Extract provided below:
Nominally, “Rose Gate” is all formal gardens and tender countryside blooms, but truth is, this gate refers to a pervasive architectural detail shielding houses from the streets of L.A. Steel pickets powder-coated a high-gloss shade of burgundy—not too rosy. The contrast between language and artifact here displaces actuality with dreamy romanticism. I think of that prickly fence Louise Bourgeois painted cheery pink but named cheekily, “The Blind Leading the Blind” (1947-1949). Bass’s gate belongs to a tradition of archi-sculpture that applies sardonic whimsy to classical structures.

pants

Math Bass, Where Two Becomes One (2013), Concrete.

Using old Levis as a mould, Bass has made two pairs of cement legs called “Where Two Becomes One” (2013). The pairs are side by side, as if mirrored, and both inverted to created two upright letter Vs. The title and placement directs the gaze at the crotch, the site of union where two legs convene to form one pair of pants. The groin is the joint that binds, both in an erotic sense, and in a semantic. (The title calls out the loopy arbitrariness of singular plurals, in which one thing—a pair of pants—goes by a plural name.)

Stumpy and truncated, these sculptures are lopped off Hellenistic amputee sculptures or short summer jeans. Like fossils of bygone fashion, imprinted with detail of grommet, pocket and seam, they describe popular fashion in vaguely archeological terms. These pieces are not representations of jeans, but of the space the body occupied within the pants’ well-worn contours; the jeans are outlines, filled in with cement. They are absence, quantified empirically: a likeness of a body, told in fragment. Ancient bust. Crotch Shots. Bottoms up.

Bass also made long-legged jean sculptures, one of which you may have seen at Michael Jon Gallery’s booth at UNTITLED. this December. Ankles pointing up towards the tented ceiling, hips eclipsed by the ground’s horizon, as if the torso were buried under the beachfront sand, sinking, suggested a polar tension between being pulled down and being pulled upright, an action not unlike removing a too tight pair of jeans.
End of Extract provided.
Given entries below:
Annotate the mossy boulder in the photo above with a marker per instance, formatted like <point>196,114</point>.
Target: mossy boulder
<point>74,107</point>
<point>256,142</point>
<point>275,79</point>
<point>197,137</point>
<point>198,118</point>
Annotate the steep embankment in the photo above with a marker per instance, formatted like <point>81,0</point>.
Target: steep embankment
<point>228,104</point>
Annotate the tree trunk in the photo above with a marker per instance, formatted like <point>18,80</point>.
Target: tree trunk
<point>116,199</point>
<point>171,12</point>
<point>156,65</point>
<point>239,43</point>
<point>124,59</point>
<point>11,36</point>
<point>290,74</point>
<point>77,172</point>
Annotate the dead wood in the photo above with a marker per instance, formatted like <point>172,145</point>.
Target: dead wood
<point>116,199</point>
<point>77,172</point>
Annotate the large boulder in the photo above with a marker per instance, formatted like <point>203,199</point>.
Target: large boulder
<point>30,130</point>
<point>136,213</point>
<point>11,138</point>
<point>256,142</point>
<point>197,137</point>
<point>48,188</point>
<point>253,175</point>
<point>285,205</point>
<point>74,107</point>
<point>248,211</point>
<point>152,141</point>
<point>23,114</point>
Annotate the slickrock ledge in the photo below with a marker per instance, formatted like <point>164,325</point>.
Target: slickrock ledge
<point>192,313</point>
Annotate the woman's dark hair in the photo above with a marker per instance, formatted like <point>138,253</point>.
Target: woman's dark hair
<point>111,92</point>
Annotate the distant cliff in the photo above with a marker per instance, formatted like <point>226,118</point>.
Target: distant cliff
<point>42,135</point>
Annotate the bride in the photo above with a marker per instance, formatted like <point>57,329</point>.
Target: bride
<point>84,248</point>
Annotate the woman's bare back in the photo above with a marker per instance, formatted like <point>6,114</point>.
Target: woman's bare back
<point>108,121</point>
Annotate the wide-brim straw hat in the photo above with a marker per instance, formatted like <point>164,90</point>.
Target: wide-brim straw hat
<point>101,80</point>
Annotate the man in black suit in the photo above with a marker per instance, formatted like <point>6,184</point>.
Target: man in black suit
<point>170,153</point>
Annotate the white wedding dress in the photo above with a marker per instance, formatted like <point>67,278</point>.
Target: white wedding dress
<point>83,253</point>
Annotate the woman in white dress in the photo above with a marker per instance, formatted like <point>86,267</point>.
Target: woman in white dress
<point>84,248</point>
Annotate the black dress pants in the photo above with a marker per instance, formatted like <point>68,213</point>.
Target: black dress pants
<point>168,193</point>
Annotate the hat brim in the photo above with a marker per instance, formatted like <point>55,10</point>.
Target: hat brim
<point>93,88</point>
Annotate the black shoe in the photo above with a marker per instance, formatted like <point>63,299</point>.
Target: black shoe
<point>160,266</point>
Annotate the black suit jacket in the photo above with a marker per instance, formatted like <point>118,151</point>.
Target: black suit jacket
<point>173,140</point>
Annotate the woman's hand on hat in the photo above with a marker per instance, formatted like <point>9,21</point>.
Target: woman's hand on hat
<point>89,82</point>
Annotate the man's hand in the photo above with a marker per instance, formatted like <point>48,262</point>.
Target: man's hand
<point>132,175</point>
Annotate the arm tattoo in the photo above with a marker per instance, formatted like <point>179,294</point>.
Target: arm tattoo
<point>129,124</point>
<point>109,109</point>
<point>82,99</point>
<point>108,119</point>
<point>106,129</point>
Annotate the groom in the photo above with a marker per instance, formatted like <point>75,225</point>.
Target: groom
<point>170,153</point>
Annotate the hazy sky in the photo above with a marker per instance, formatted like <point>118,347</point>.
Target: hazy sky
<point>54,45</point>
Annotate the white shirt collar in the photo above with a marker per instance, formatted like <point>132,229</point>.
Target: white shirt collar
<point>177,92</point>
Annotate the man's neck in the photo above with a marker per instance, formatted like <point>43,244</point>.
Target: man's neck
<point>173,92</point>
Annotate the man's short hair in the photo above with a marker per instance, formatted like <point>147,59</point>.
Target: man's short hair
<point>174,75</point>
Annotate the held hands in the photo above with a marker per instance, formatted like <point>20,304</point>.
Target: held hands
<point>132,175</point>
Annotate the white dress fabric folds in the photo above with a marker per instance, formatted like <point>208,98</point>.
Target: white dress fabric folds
End of Given entries.
### Your task:
Write out the whole text about Math Bass's sculptures again, word for word.

### Answer for the task:
Nominally, “Rose Gate” is all formal gardens and tender countryside blooms, but truth is, this gate refers to a pervasive architectural detail shielding houses from the streets of L.A. Steel pickets powder-coated a high-gloss shade of burgundy—not too rosy. The contrast between language and artifact here displaces actuality with dreamy romanticism. I think of that prickly fence Louise Bourgeois painted cheery pink but named cheekily, “The Blind Leading the Blind” (1947-1949). Bass’s gate belongs to a tradition of archi-sculpture that applies sardonic whimsy to classical structures.

pants

Math Bass, Where Two Becomes One (2013), Concrete.

Using old Levis as a mould, Bass has made two pairs of cement legs called “Where Two Becomes One” (2013). The pairs are side by side, as if mirrored, and both inverted to created two upright letter Vs. The title and placement directs the gaze at the crotch, the site of union where two legs convene to form one pair of pants. The groin is the joint that binds, both in an erotic sense, and in a semantic. (The title calls out the loopy arbitrariness of singular plurals, in which one thing—a pair of pants—goes by a plural name.)

Stumpy and truncated, these sculptures are lopped off Hellenistic amputee sculptures or short summer jeans. Like fossils of bygone fashion, imprinted with detail of grommet, pocket and seam, they describe popular fashion in vaguely archeological terms. These pieces are not representations of jeans, but of the space the body occupied within the pants’ well-worn contours; the jeans are outlines, filled in with cement. They are absence, quantified empirically: a likeness of a body, told in fragment. Ancient bust. Crotch Shots. Bottoms up.

Bass also made long-legged jean sculptures, one of which you may have seen at Michael Jon Gallery’s booth at UNTITLED. this December. Ankles pointing up towards the tented ceiling, hips eclipsed by the ground’s horizon, as if the torso were buried under the beachfront sand, sinking, suggested a polar tension between being pulled down and being pulled upright, an action not unlike removing a too tight pair of jeans.